:: GIVEN DATA

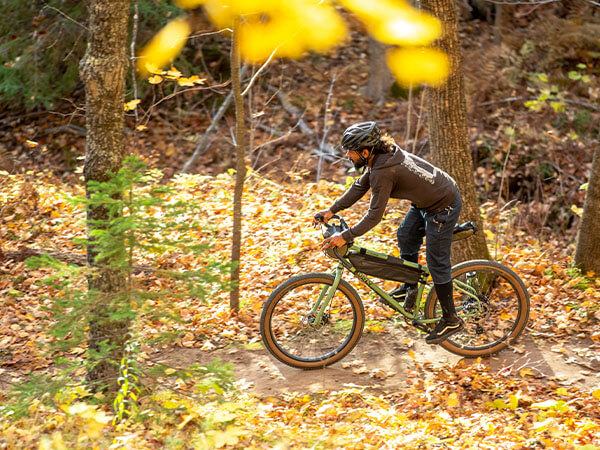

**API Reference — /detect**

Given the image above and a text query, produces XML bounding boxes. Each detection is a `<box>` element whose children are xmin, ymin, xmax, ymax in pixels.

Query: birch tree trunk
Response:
<box><xmin>421</xmin><ymin>0</ymin><xmax>490</xmax><ymax>263</ymax></box>
<box><xmin>575</xmin><ymin>148</ymin><xmax>600</xmax><ymax>277</ymax></box>
<box><xmin>79</xmin><ymin>0</ymin><xmax>130</xmax><ymax>392</ymax></box>
<box><xmin>229</xmin><ymin>17</ymin><xmax>246</xmax><ymax>311</ymax></box>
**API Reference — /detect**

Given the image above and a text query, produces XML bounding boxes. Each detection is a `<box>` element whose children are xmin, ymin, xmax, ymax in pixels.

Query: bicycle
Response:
<box><xmin>260</xmin><ymin>215</ymin><xmax>529</xmax><ymax>369</ymax></box>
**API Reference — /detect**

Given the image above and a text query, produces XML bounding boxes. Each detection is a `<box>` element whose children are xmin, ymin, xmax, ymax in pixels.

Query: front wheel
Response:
<box><xmin>260</xmin><ymin>273</ymin><xmax>365</xmax><ymax>369</ymax></box>
<box><xmin>425</xmin><ymin>260</ymin><xmax>529</xmax><ymax>357</ymax></box>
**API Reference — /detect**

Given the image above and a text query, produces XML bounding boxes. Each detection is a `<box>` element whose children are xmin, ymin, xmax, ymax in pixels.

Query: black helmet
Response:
<box><xmin>342</xmin><ymin>122</ymin><xmax>381</xmax><ymax>151</ymax></box>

::::

**SHORT TASK**
Copy the listing word for word, excluding its pictures.

**REPLY TO THE TASK**
**API Reference — /detect**

Given the image above and a text query, produces XML bounding boxes. Each detection is a `<box>` element whose children are xmin, ymin, xmax, ymax in pixels.

Query: birch tree trunk
Response:
<box><xmin>421</xmin><ymin>0</ymin><xmax>490</xmax><ymax>263</ymax></box>
<box><xmin>575</xmin><ymin>148</ymin><xmax>600</xmax><ymax>277</ymax></box>
<box><xmin>79</xmin><ymin>0</ymin><xmax>130</xmax><ymax>392</ymax></box>
<box><xmin>229</xmin><ymin>17</ymin><xmax>246</xmax><ymax>311</ymax></box>
**API Reference — /detect**

Given the image above and a text query, produces XML bounding boxes. Each detection is a `<box>` element whose children are xmin, ymin, xmax, ymax in pixels.

Query: bicycle
Response:
<box><xmin>260</xmin><ymin>215</ymin><xmax>529</xmax><ymax>369</ymax></box>
**API Reference — /detect**

Given the image above and a text query, produces XML bounding boxes. Each detection is a `<box>` element whose children are xmin, ymin, xmax, ymax in pixels.

Query: front wheel
Response:
<box><xmin>260</xmin><ymin>273</ymin><xmax>365</xmax><ymax>369</ymax></box>
<box><xmin>425</xmin><ymin>260</ymin><xmax>529</xmax><ymax>357</ymax></box>
**API Reference — /detect**

Given the image above and a text query, produces XML bounding boxes. Each detection is a `<box>` element whose children are xmin, ymin, xmax, ymax in pixels.

Query: black helmet
Response:
<box><xmin>342</xmin><ymin>122</ymin><xmax>381</xmax><ymax>151</ymax></box>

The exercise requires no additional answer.